> SUPPLIED TEXT

_ _ _

It should be noted that the above location, in length, should be converted to image coordinates, using the knowledge of the pixel size of the imaging sensor. During the experiment, the four corner locations will be calculated according to the predetermined parameters and the above geometric model. The computed coordinates will be marked in the preview window on the mobile application. Therefore, the problem of setting the geometric parameters accurately is simplified to the alignment of the four barcode corners to the reference points.

Avoid unstable experiment states

In this part, we discuss several undesirable factors in the experimental setup, which lead to unstable experiment states. The settings come from a wide range of factors including the trembling of the camera, modulation scheme of the light-emitting diode (LED) display, autofocus operation of the camera, sampling of the displayed pixels with the camera sensor, and effects of tiny vibrations. In the following subsections, detailed discussions will be presented for these factors.

Avoid rolling-shutter effect from complementary metal-oxide-semiconductor sensor

The rolling-shutter scheme is a popular data acquisition scheme for digital cameras with complementary metal-oxide-semiconductor (CMOS) sensors. It reads out the imaging data from the CMOS sensor pixels, row-by-row, sequentially, from the top to the bottom.¹⁵ This is a common scheme in the state-of-the-art high-resolution CMOS sensors, which enables the sensor to continuously gather photons during the exposure process, and thus, increase the sensitivity of the imaging sensor. The major disadvantage of the rolling-shutter scheme is that the time difference between retrieving the pixel data from the top and the bottom of the sensor introduces a delay, and therefore, the rolling-shutter effect.¹⁶ Thus, it is not appropriate for use in capturing scenes with fast-changing environments.

Unfortunately, the display–camera channel can be viewed as a periodic fast-changing channel over space due to the pulse width modulation (PWM) scheme popularly used in conventional displays.¹⁷ The PWM scheme is used to control the brightness or the backlight intensity of a screen. Owing to the binary nature of the display backlight, a pixel can be turned either on or off, which corresponds to the maximum or minimum pixel intensity, respectively. To display grayscale images, the PWM driver turns on each pixel for a certain duration in each duty cycle to achieve the intermediate brightness levels. For a typical display driven by a PWM scheme, the full duty cycle is approximately $5.5 ms$ .¹⁷ If the brightness level is to be set to 50%, the pixel will be turned on and off for the same duration, that is, $2.75 ms$ , in each duty cycle. However, the typical image exposure time for each video frame is from $1 / 200$ to $1 / 30 s$ , which implies that the time difference between retrieving the top and bottom rows will be much larger than the on–off duration.¹⁶ Therefore, several bright and dark bands corresponding to the PWM on–off durations in each duty cycle can be observed in a single captured image, owing to the rolling-shutter effect. It should also be noted that the rolling-shutter effect can be observed in the off-the-shelf liquid crystal display (LCD) and organic light-emitting diode (OLED) display as long as the PWM driving scheme is employed.¹⁸

The generic binarization algorithm, such as the one in ZXing,¹⁹ is a window-based binarization scheme which can be easily affected by any variations of image intensity, for example, caused by the PWM effect. The small change on binarization output leads to different corner-detection results. Meanwhile, any small change on the corner detection leads to a large difference in the following slicing and demodulation step. The sensitivity of the corner detection step is also discussed in section “Consistency experiment: with the proposed scheme.”

_ _ _

> DATASET RECORDS
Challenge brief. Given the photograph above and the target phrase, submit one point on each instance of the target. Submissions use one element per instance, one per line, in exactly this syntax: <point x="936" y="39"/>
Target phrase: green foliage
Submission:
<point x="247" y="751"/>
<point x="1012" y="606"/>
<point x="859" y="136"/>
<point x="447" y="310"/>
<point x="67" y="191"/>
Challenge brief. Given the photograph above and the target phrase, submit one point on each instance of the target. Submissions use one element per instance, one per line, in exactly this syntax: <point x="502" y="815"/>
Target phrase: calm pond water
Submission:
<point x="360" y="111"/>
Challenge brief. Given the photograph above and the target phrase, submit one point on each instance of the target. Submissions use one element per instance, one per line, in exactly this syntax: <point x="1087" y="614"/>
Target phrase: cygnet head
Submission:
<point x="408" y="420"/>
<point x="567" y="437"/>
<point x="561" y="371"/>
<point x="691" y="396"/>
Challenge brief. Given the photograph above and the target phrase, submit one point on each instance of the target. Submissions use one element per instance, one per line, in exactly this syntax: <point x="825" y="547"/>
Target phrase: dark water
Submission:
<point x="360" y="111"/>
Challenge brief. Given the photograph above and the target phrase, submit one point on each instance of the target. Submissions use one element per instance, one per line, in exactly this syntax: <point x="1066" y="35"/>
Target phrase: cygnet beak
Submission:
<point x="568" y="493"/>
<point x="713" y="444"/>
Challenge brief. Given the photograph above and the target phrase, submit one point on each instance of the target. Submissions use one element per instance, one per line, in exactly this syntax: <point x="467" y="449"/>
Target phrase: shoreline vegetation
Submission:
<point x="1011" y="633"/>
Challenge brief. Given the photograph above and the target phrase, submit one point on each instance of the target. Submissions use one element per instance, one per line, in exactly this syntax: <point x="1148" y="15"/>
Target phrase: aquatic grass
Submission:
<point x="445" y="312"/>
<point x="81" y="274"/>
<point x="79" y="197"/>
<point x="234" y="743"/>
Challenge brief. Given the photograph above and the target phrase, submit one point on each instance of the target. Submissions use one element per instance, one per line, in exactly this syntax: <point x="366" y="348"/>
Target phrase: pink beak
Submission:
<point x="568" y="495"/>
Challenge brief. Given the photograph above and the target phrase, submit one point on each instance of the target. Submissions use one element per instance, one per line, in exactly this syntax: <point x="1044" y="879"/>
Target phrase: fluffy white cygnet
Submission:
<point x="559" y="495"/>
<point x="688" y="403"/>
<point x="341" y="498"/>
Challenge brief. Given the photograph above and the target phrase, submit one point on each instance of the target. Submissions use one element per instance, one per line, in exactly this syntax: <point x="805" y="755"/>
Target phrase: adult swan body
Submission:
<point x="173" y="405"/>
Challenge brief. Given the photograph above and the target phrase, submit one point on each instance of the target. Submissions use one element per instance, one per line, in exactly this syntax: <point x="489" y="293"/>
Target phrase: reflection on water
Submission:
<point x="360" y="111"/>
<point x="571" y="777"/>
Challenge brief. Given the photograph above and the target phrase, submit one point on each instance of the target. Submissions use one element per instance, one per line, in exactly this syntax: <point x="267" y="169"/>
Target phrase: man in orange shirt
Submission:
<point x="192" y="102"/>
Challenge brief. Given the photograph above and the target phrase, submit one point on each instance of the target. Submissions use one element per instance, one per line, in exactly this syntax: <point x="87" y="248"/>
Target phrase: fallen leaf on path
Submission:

_ _ _

> WRITTEN INSTRUCTION 1
Translate this sentence from the passage on display–camera experiment setup into Spanish: "The PWM scheme is used to control the brightness or the backlight intensity of a screen."
> WRITTEN INSTRUCTION 2
Carry on the passage on display–camera experiment setup, picking up after its last sentence.
The material that comes after the passage on display–camera experiment setup is separate from that passage.

> TASK RESPONSE 1
El esquema PWM se utiliza para controlar el brillo o la intensidad de la retroiluminación de una pantalla.

> TASK RESPONSE 2
In order to reduce the rolling-shutter effect on the display with a PWM scheme, the brightness level should be turned to full so that the transmitted signals are kept static for each display pixel. As demonstrated in Figure 3, a rolling-shutter effect with alternate dark and bright patterns can be observed clearly in the left image with 50% display brightness, while it is eliminated in the case of full brightness level, and any automatic brightness adjustments are disabled. An alternate approach is to avoid using the display with PWM scheme; a list of the possible choices for PWM-free monitors can be found in Baker.²¹

Figure 3.

Barcode images with (left) and without (right) rolling-shutter effect from a Dell E2313H display²⁰ (driven by PWM scheme).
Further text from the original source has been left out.